--- EXERCISE INPUTS ---

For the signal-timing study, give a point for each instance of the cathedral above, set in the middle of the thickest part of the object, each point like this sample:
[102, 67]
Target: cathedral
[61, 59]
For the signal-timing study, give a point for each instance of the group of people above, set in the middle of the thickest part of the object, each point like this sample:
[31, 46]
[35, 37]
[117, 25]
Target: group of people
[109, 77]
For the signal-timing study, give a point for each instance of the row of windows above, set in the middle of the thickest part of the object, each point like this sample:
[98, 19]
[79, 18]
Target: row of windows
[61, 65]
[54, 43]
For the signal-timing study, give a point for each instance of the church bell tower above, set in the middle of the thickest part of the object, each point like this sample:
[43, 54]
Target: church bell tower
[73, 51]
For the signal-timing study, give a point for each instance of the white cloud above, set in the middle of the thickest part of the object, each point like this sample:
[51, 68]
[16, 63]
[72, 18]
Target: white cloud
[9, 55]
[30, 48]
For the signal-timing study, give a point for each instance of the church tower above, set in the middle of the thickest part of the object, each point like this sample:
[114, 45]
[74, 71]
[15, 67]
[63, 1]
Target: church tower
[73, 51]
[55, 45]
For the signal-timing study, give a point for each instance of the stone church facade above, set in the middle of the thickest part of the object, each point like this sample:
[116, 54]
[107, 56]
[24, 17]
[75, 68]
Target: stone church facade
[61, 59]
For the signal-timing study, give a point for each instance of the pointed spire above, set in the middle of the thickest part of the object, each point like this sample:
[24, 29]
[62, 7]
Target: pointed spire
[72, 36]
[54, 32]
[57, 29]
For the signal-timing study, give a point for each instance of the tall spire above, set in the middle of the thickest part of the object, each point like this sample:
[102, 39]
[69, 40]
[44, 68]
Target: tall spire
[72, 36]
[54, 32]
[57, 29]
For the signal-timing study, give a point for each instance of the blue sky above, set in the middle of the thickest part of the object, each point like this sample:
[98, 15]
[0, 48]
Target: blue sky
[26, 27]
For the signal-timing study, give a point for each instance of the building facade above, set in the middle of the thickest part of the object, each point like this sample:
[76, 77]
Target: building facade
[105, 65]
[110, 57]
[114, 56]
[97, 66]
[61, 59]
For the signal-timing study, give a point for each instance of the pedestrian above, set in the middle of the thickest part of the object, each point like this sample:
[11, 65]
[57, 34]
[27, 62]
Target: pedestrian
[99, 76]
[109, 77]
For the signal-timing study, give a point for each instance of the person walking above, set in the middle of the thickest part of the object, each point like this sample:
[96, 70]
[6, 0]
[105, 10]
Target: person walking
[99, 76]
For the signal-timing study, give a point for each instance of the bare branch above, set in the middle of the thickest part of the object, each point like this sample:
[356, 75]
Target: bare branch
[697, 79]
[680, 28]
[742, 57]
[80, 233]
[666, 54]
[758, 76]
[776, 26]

--- WHAT THIS TASK INVOLVES ---
Repeat only the stretch of lines that opens with the line containing "of the building" and closes with the final line of the entries, both included, exactly as written.

--- RESPONSE ---
For the signal-timing study, give a point for each instance of the building facade above, set in the middle of the thickest part of the object, each point like this sample:
[76, 77]
Target: building facade
[105, 65]
[110, 57]
[114, 56]
[97, 66]
[61, 59]
For the signal-timing study, give a point for each instance of the pedestrian above, set in the middle of the thickest part of the object, each point like this sample:
[11, 65]
[57, 34]
[27, 62]
Target: pedestrian
[99, 76]
[109, 77]
For the signal-timing study, give a point for each instance of the person walking above, set in the middle of the thickest part of the object, each point like this sample:
[96, 70]
[6, 0]
[105, 10]
Target: person walking
[99, 76]
For the signal-timing study, give a point for each instance of the bare branch above, set in the middle of the thickest part of the object, each point like this sample:
[356, 75]
Target: bare branch
[697, 79]
[680, 28]
[742, 57]
[80, 233]
[666, 54]
[758, 76]
[776, 26]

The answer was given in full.